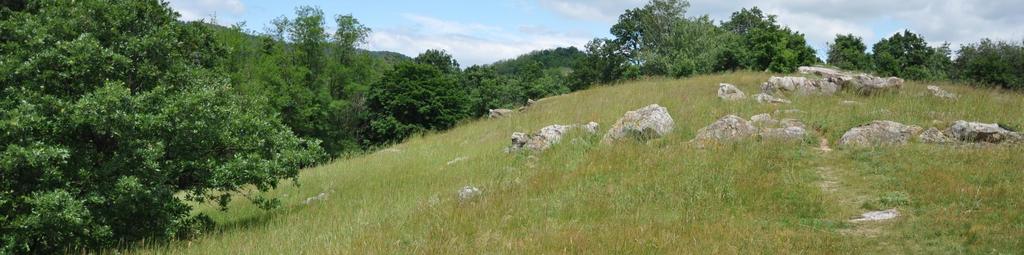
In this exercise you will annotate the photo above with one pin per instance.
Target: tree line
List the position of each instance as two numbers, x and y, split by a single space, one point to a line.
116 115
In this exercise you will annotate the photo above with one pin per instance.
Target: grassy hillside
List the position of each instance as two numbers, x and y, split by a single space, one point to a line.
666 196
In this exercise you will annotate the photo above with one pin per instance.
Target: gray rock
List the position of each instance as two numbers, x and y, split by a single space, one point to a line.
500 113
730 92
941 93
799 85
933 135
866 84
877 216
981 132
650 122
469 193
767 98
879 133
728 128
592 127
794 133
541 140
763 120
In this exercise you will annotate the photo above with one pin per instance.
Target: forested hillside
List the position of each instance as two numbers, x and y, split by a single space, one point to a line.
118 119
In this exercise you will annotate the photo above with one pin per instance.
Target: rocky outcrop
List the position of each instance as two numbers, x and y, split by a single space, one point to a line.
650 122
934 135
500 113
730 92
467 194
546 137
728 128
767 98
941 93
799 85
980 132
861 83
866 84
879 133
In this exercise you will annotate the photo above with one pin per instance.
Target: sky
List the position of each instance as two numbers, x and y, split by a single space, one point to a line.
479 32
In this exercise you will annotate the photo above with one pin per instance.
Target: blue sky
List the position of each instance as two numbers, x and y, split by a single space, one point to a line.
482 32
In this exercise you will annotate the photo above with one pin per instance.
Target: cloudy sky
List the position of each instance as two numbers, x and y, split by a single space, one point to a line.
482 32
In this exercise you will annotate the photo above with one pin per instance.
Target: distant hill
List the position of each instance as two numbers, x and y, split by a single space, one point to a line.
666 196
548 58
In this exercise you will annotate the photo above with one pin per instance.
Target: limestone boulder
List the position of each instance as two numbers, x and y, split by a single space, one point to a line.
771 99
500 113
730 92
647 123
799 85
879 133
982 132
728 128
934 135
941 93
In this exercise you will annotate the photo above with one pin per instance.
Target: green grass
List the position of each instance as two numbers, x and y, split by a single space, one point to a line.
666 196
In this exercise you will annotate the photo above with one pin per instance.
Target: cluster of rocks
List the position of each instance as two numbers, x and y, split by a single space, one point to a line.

* * *

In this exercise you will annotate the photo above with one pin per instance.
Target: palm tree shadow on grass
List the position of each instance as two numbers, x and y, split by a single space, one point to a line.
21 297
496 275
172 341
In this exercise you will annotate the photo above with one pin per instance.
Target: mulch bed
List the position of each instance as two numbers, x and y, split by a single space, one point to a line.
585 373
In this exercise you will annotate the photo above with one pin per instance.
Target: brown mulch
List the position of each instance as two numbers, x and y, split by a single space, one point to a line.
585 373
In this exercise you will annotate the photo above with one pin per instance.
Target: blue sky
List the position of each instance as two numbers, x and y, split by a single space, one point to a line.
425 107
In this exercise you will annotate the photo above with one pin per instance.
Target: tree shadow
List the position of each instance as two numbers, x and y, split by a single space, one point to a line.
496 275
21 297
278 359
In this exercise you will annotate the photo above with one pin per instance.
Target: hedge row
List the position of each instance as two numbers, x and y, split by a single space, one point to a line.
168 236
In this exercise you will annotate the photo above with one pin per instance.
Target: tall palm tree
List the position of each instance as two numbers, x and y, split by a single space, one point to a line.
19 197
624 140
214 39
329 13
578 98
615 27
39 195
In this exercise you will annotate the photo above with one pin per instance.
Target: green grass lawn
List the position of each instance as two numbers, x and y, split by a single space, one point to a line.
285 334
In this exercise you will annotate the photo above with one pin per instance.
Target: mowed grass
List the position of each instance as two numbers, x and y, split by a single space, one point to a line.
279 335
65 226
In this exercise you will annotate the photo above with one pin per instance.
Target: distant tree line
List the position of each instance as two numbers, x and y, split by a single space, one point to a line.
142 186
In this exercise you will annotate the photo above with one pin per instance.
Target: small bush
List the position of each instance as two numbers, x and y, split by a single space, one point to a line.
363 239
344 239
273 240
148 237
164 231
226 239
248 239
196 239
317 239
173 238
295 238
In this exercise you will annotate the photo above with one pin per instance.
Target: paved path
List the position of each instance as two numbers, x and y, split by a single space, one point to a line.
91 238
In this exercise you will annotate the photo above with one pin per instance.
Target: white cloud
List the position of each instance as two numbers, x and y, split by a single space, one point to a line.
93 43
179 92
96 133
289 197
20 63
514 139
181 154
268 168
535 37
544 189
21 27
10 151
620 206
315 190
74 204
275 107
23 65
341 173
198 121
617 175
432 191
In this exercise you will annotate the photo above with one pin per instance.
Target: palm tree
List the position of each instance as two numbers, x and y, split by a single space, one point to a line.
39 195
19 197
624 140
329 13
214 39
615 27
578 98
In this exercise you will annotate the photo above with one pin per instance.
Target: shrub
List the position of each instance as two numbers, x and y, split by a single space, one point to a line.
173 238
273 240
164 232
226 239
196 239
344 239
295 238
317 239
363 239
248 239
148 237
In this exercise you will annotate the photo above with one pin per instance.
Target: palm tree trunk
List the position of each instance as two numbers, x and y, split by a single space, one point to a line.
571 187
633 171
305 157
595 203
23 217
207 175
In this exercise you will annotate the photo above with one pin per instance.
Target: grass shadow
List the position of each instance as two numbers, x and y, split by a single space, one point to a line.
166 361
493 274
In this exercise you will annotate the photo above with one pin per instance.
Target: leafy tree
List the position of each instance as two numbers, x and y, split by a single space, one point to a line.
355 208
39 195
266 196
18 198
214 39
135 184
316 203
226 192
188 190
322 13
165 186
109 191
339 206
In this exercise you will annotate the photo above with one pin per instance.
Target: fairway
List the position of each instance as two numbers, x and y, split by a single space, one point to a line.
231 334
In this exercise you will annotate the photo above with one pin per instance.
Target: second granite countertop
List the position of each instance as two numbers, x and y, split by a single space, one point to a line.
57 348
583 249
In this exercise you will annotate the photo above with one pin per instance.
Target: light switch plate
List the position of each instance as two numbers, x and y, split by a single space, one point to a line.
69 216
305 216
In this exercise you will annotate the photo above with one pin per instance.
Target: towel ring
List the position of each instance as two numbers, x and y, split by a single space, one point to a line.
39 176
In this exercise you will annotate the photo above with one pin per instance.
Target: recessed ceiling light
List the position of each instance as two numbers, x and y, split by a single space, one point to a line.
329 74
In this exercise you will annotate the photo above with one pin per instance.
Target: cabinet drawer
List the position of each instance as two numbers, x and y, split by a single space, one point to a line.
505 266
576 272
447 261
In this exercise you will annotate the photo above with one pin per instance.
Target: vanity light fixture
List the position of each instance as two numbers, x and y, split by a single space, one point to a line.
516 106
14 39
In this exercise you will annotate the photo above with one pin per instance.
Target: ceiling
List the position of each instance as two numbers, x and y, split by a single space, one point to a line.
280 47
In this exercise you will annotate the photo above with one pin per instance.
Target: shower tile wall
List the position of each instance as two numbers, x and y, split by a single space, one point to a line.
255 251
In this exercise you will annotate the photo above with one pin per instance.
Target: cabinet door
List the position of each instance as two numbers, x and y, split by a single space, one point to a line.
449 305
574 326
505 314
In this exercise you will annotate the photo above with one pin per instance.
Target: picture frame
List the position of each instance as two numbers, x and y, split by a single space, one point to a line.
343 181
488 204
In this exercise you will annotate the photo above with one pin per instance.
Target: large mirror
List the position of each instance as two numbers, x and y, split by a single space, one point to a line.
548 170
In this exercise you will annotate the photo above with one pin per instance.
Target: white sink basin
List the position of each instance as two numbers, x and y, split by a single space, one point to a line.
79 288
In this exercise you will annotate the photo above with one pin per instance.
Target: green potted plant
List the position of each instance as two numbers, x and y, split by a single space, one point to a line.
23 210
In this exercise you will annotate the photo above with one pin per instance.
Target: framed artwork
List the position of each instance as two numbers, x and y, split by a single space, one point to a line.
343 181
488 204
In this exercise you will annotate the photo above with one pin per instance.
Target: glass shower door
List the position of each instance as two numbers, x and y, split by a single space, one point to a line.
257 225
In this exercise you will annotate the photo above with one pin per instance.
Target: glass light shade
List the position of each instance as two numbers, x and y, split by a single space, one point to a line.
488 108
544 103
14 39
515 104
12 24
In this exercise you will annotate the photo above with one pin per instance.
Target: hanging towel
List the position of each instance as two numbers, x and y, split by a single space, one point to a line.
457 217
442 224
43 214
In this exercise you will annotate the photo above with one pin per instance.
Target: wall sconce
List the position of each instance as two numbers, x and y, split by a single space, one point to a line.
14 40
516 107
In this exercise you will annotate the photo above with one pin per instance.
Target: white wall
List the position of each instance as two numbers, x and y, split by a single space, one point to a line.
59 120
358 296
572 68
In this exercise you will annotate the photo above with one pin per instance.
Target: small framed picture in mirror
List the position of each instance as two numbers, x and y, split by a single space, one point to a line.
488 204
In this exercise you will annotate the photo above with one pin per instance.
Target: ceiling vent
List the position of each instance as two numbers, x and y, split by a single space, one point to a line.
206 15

...

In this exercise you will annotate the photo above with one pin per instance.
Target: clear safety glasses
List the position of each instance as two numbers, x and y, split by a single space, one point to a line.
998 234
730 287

ЧТО СДЕЛАТЬ: Подсчитайте строки в записях выше, где встречается слово «hillside». Ответ дайте одним числом.

ПОЛНЫЙ ОТВЕТ: 2